-- Task --
Retype the listing exactly, with no images.

[[ The data, beginning ]]

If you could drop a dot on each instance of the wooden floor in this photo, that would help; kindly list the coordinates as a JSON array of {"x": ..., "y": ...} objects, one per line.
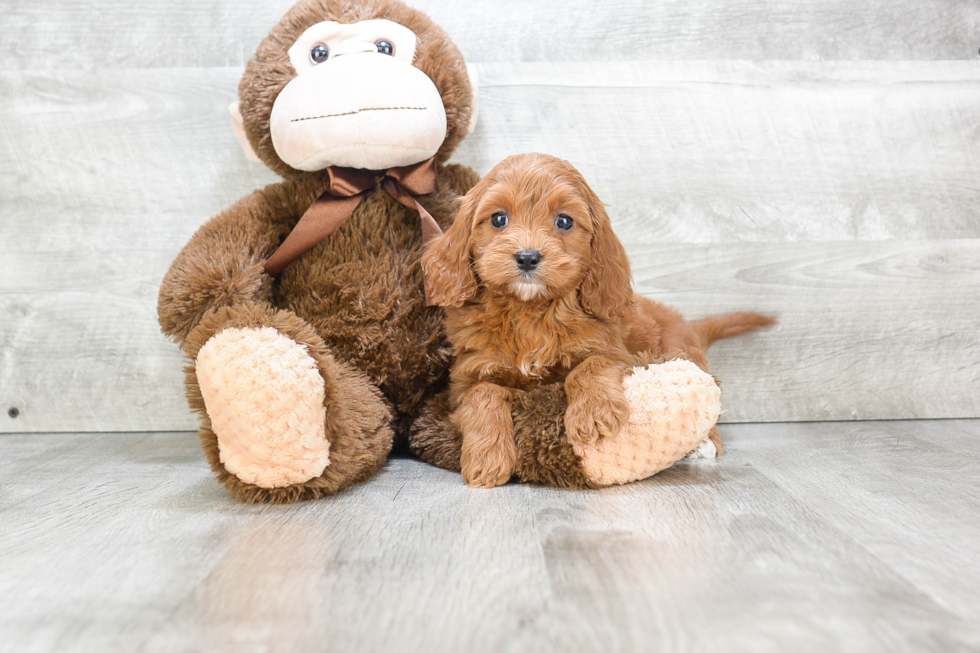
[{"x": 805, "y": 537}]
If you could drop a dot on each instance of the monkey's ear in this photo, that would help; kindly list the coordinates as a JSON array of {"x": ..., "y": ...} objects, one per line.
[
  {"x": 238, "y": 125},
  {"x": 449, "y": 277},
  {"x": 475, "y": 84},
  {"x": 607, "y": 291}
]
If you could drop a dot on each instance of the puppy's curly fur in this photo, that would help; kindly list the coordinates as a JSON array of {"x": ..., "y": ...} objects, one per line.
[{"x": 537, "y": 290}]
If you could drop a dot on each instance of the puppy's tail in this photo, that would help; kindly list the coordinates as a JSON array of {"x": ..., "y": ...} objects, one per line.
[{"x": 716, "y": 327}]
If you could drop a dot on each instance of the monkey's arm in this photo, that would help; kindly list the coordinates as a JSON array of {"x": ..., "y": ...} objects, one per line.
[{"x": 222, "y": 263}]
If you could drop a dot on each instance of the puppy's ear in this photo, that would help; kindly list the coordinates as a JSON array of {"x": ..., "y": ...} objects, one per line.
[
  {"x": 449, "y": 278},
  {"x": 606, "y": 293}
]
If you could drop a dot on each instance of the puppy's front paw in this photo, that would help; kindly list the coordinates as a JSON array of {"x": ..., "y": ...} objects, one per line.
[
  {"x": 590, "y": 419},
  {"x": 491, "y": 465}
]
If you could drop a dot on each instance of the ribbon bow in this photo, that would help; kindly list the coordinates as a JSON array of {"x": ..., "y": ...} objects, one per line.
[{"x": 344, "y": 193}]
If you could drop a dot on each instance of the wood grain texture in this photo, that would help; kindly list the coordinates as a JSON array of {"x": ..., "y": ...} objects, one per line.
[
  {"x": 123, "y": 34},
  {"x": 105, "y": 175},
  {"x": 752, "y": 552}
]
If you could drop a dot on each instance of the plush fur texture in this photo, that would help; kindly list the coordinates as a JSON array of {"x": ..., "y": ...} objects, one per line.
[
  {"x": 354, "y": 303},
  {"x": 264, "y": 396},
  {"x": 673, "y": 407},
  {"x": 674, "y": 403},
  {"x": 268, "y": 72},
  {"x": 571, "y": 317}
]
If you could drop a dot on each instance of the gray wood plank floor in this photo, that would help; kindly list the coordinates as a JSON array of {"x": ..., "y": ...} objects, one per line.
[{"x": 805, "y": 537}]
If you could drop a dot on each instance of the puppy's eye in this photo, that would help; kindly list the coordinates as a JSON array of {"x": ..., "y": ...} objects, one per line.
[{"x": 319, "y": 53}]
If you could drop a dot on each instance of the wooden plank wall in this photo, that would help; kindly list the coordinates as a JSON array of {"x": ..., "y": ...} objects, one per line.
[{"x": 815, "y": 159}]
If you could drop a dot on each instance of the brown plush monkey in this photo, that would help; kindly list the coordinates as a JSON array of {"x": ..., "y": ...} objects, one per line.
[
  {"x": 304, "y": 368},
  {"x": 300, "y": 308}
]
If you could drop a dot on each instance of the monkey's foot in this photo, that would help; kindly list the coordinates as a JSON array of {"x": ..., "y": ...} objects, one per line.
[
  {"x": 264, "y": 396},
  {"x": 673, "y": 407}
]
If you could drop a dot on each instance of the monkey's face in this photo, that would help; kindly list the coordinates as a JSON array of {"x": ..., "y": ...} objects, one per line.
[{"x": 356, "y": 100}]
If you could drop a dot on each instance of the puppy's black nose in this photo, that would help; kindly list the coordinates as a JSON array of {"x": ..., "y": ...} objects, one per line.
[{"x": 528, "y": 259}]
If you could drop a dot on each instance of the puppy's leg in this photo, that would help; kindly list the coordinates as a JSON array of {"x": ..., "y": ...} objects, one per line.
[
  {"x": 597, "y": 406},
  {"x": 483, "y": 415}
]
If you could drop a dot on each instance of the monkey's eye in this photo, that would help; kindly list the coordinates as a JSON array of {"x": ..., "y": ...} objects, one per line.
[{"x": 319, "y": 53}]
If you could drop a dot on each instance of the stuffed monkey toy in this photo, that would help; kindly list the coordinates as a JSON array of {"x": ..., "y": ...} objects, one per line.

[[ The data, end ]]

-- Solution to the exercise --
If you could drop a dot on each instance of the wooden floor in this photo, that would help; kindly list the coordinates as a JSON array of {"x": ..., "y": ...} objects, one per line.
[{"x": 805, "y": 537}]
If you could drop a dot on each instance of the monkey's ear in this photo, that would help; kindly list the coordinates as a JSON array of {"x": ..., "y": ...} objects, one per line.
[
  {"x": 238, "y": 125},
  {"x": 449, "y": 277},
  {"x": 475, "y": 84},
  {"x": 607, "y": 291}
]
If you could drop a dot on each instance of the puppy's curly fur in this photo, that would help; kindly list the coordinates as a JSON array of {"x": ..., "y": ...} objects, one per line.
[{"x": 537, "y": 290}]
If you could drop a dot on each instance of the puppy's tail in this photo, that would help; kindly list the coordinates as a JSON array of {"x": ..., "y": ...} objects, one per line.
[{"x": 716, "y": 327}]
If you could drop a dot on each instance of the monkey's arm in this photo, that would help; kindly list the coordinates as a JSON array of {"x": ..., "y": ...} objects, one per line.
[{"x": 222, "y": 263}]
If you could drop a dot on each instance of the puppy's ear in this photo, that would help; kindly list the coordinates as a JSON array of {"x": ..., "y": ...} objects, one per line.
[
  {"x": 449, "y": 278},
  {"x": 606, "y": 293}
]
If you could drop a dot on each instance of the puppy's front paw in this photo, that would help; kindly list the coordinates as a JSON array of {"x": ..., "y": ...} objects, one per line.
[
  {"x": 590, "y": 419},
  {"x": 491, "y": 465}
]
If you could drop a dot on each instance of the ribbon bow in this photo, that would help; kindly list the coordinates as a JSON array of {"x": ..., "y": ...} objects, one per line.
[{"x": 344, "y": 193}]
If you could drop a dot on each instance of the wood grain texture in this photo, that would help; kindly list the coordinates as a JSON array of {"x": ..., "y": ...} objects, one per line.
[
  {"x": 123, "y": 34},
  {"x": 105, "y": 175},
  {"x": 752, "y": 552}
]
If you could drop a dot on each instance of the plush fur texture in this photo, that would help; kindly list the coordinates as a JSON array of {"x": ..., "y": ...} objects, one per line.
[
  {"x": 354, "y": 303},
  {"x": 264, "y": 396},
  {"x": 673, "y": 407},
  {"x": 674, "y": 403},
  {"x": 268, "y": 72},
  {"x": 571, "y": 317}
]
If you could drop a dot on each instance of the gray wood plank floor in this photo, that would help; kindly list the coordinates as a JSON array of {"x": ..., "y": ...} objects, one per line.
[{"x": 805, "y": 537}]
If you could drop a dot on each instance of the puppy's eye in this photo, that would help; kindly list the coordinates as a JSON array of {"x": ..., "y": ...} objects, one per line.
[{"x": 319, "y": 53}]
If you could drop a dot on each instance of the wooden plank wall in this photo, that would help; kindly list the coordinates as a JSON array of {"x": ..., "y": ...} objects, one per line.
[{"x": 815, "y": 159}]
If you could drop a dot on each instance of the brown plush monkey in this photo, that would help; kindly list the coordinates as a JSON array of {"x": ..., "y": ...} objects, one per line.
[
  {"x": 304, "y": 368},
  {"x": 300, "y": 308}
]
If you could drop a dot on each instance of the monkey's foot in this photo, that would help; kindly list the coordinates as a JSON array of {"x": ..., "y": ...} objects, one per line.
[
  {"x": 264, "y": 396},
  {"x": 673, "y": 407}
]
If you could drop a dot on each instance of the monkey's face in this photo, that would help; kindly list the coordinates as a JSON array of {"x": ..., "y": ...} objects, one per line.
[{"x": 356, "y": 100}]
If you could drop a dot on each instance of the puppy's black nose in this photo, that would help; kindly list the coordinates as a JSON array of {"x": ..., "y": ...} objects, one per line.
[{"x": 528, "y": 259}]
If you could drop a dot on each instance of the puppy's leg in this photo, that would help; kindly list the coordinates as a JSON array of {"x": ..., "y": ...} objects, one per line.
[
  {"x": 597, "y": 406},
  {"x": 483, "y": 415}
]
If you could drop a dot on each instance of the monkey's eye in this photo, that would help; kindly list the coordinates as a JSON array of {"x": ..., "y": ...} objects, one per line.
[{"x": 319, "y": 53}]
If you could drop a dot on each instance of the stuffed monkey toy in this photo, that would help; kindly list the coordinates as a JSON array of {"x": ..., "y": ...} objects, one per line.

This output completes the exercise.